> [Requirements] Transcribe the entries below word for word, starting at the line containing "Target: black jacket" and continuing through the end of the entries, with both ends included.

> [Dataset entries]
begin
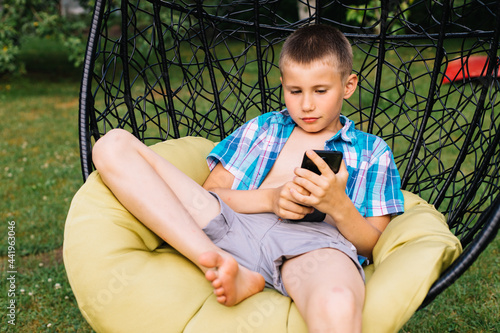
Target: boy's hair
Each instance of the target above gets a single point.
(318, 42)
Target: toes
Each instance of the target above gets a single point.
(222, 299)
(219, 291)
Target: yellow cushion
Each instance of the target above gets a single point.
(126, 279)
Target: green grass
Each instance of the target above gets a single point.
(40, 172)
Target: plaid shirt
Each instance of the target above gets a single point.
(374, 182)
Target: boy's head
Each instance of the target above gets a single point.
(318, 43)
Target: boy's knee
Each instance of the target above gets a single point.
(339, 301)
(111, 143)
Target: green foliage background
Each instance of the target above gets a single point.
(39, 18)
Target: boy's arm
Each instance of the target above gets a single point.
(275, 200)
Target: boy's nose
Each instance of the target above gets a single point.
(307, 104)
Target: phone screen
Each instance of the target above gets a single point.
(332, 158)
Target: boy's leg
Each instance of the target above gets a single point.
(328, 290)
(173, 206)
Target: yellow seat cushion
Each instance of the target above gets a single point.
(126, 279)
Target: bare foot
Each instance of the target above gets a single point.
(232, 283)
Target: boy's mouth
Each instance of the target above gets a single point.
(309, 119)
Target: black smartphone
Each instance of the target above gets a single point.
(332, 158)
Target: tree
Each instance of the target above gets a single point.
(41, 18)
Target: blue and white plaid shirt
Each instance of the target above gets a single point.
(374, 182)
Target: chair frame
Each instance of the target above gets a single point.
(130, 82)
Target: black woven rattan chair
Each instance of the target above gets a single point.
(167, 69)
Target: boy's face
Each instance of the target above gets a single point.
(314, 94)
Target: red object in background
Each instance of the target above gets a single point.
(471, 67)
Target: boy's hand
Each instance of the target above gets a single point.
(285, 206)
(326, 191)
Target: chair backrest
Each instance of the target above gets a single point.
(427, 85)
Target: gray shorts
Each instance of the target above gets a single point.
(262, 242)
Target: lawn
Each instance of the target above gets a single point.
(40, 172)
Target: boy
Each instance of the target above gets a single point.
(239, 227)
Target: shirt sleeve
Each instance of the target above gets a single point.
(384, 196)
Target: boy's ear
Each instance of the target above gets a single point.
(350, 85)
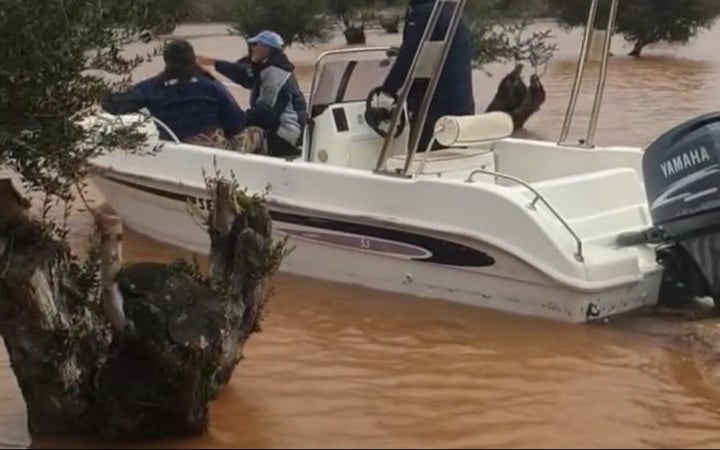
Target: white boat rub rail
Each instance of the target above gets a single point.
(570, 282)
(538, 196)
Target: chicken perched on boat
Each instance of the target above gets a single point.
(531, 104)
(516, 98)
(510, 93)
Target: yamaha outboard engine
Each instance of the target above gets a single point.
(682, 181)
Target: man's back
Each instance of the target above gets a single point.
(454, 90)
(193, 107)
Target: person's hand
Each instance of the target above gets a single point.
(204, 60)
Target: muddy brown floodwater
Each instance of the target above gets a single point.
(340, 366)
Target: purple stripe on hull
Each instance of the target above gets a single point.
(361, 243)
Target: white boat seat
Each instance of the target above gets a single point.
(458, 131)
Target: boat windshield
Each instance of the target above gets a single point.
(348, 75)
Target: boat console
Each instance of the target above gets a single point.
(349, 121)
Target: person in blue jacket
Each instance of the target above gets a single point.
(195, 106)
(277, 104)
(454, 93)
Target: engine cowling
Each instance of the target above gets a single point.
(682, 180)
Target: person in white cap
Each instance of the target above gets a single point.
(276, 102)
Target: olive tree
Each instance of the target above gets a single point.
(644, 22)
(98, 347)
(297, 21)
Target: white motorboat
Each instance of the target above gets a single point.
(524, 226)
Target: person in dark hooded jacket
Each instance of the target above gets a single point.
(195, 106)
(276, 102)
(454, 93)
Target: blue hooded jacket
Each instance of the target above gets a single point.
(189, 108)
(454, 93)
(276, 102)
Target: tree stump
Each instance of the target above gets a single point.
(141, 353)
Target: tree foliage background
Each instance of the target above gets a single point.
(643, 22)
(59, 60)
(499, 27)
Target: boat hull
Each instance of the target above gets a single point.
(388, 257)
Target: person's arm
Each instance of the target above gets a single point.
(272, 100)
(233, 118)
(412, 34)
(239, 72)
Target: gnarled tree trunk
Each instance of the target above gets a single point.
(145, 357)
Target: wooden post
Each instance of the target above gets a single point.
(111, 235)
(224, 212)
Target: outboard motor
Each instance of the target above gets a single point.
(682, 181)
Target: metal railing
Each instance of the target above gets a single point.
(538, 196)
(580, 71)
(410, 78)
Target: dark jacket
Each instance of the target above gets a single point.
(454, 93)
(276, 102)
(188, 108)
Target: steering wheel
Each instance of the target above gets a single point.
(375, 115)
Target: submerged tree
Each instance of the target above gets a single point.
(644, 22)
(99, 347)
(297, 21)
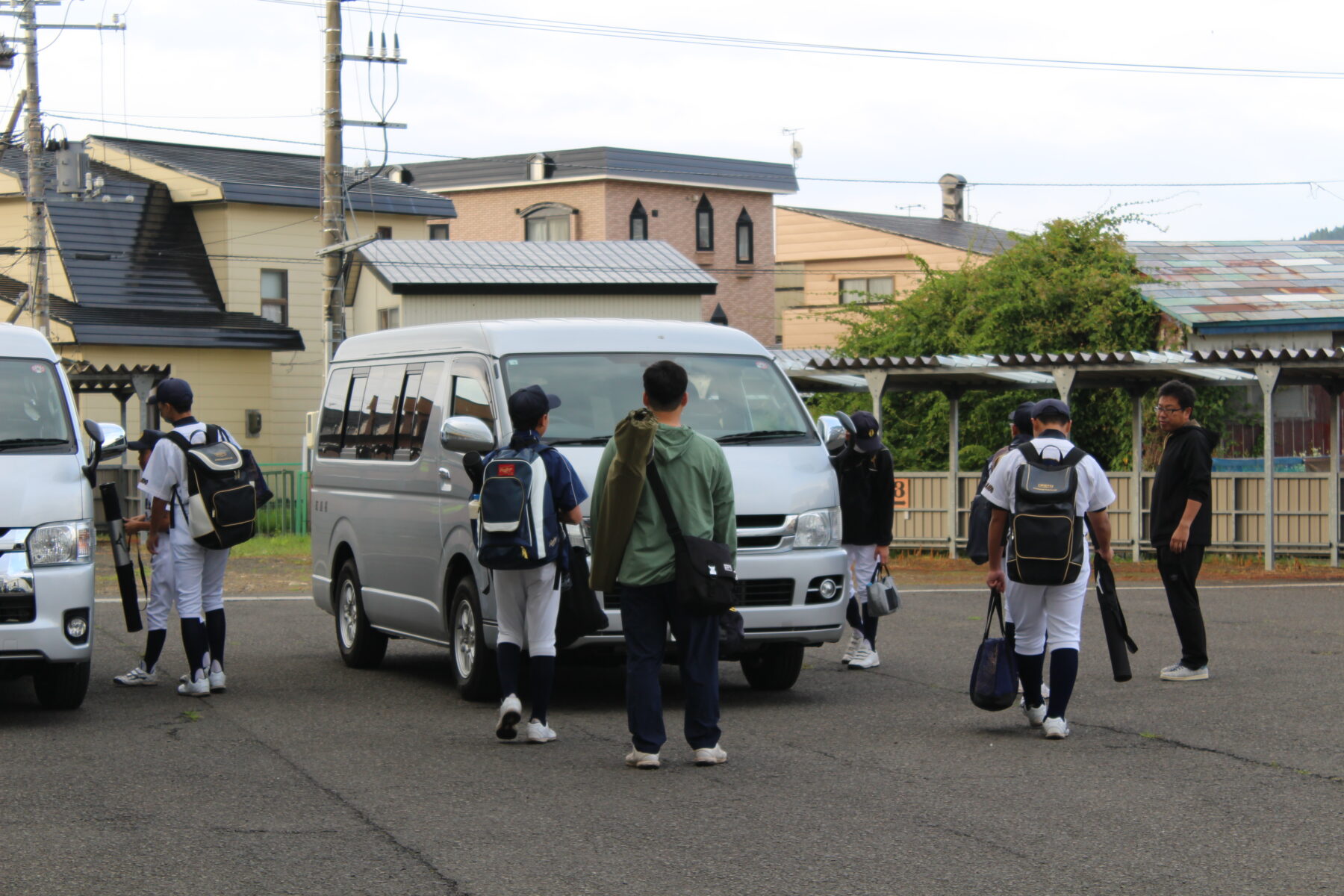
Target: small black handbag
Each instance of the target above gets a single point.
(706, 579)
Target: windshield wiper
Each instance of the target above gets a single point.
(30, 442)
(742, 438)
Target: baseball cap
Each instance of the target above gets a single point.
(146, 441)
(530, 403)
(1050, 405)
(1021, 417)
(174, 391)
(867, 435)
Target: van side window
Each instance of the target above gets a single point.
(332, 423)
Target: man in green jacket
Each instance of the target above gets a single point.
(699, 485)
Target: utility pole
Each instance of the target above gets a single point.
(37, 193)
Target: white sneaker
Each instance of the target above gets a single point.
(865, 659)
(855, 642)
(714, 755)
(137, 677)
(511, 712)
(198, 687)
(538, 732)
(1035, 715)
(638, 759)
(1180, 672)
(1055, 729)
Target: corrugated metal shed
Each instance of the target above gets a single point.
(609, 161)
(1246, 287)
(589, 267)
(281, 179)
(954, 234)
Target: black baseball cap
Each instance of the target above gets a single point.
(527, 405)
(146, 441)
(1050, 405)
(172, 391)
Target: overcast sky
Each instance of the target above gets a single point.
(250, 67)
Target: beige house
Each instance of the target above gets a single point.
(403, 284)
(828, 260)
(208, 267)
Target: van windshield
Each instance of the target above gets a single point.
(734, 399)
(33, 408)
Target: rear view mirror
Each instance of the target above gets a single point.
(465, 435)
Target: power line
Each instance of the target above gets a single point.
(558, 26)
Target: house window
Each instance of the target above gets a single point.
(638, 222)
(275, 296)
(705, 226)
(547, 223)
(866, 289)
(746, 250)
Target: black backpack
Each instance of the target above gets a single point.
(1045, 534)
(222, 491)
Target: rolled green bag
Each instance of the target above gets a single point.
(621, 496)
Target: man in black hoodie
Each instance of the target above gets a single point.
(1182, 521)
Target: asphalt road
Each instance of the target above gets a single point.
(312, 778)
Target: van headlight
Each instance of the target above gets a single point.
(818, 529)
(60, 543)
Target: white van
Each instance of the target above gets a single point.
(393, 554)
(47, 467)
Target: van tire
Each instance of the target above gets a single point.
(774, 667)
(62, 685)
(361, 645)
(473, 662)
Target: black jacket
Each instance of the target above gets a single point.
(1184, 473)
(867, 494)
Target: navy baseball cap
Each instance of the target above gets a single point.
(146, 441)
(530, 403)
(1021, 417)
(174, 391)
(1050, 405)
(867, 432)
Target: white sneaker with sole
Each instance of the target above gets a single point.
(638, 759)
(538, 732)
(1055, 729)
(865, 659)
(137, 677)
(855, 642)
(511, 712)
(1180, 672)
(714, 755)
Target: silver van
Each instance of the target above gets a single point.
(393, 554)
(47, 467)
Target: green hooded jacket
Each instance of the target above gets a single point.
(699, 487)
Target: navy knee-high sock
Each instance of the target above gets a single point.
(1031, 669)
(542, 677)
(510, 660)
(155, 642)
(1063, 672)
(195, 642)
(215, 632)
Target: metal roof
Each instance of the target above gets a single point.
(954, 234)
(589, 267)
(1246, 287)
(608, 161)
(281, 179)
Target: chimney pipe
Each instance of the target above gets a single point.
(953, 196)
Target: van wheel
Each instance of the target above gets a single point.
(774, 667)
(361, 647)
(62, 685)
(473, 664)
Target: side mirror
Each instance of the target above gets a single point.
(831, 432)
(465, 435)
end
> [Result]
Target: black jacket
Each instance of the target above gets a single point.
(1184, 473)
(867, 494)
Target: navy baseball cap
Each instance of the target above gets a single point.
(146, 441)
(530, 403)
(1021, 417)
(174, 391)
(1050, 405)
(867, 432)
Target: white sneaker with sole
Each instance of the target above gets a single point.
(638, 759)
(538, 732)
(1055, 729)
(865, 659)
(137, 677)
(855, 642)
(511, 712)
(1180, 672)
(714, 755)
Target: silver van
Each instance of the target above gets a single point.
(393, 554)
(47, 467)
Target: green hooded jacket
Each instance of the target above gets a single point.
(699, 487)
Target: navy knee-high sock
Each instance of the target above gets a single point.
(1031, 669)
(542, 677)
(510, 660)
(155, 642)
(1063, 672)
(195, 642)
(215, 632)
Target: metal roof
Each instance of the target above gets a single point.
(954, 234)
(589, 267)
(1246, 287)
(608, 161)
(281, 179)
Target: chimney pipe
Each instance of the target above gets a single point.
(953, 196)
Target: van wheel
Each instance of the target above gets a single point.
(774, 667)
(361, 647)
(62, 685)
(473, 664)
Target: side mirror
Each instance of the target above gets a single point.
(831, 432)
(465, 435)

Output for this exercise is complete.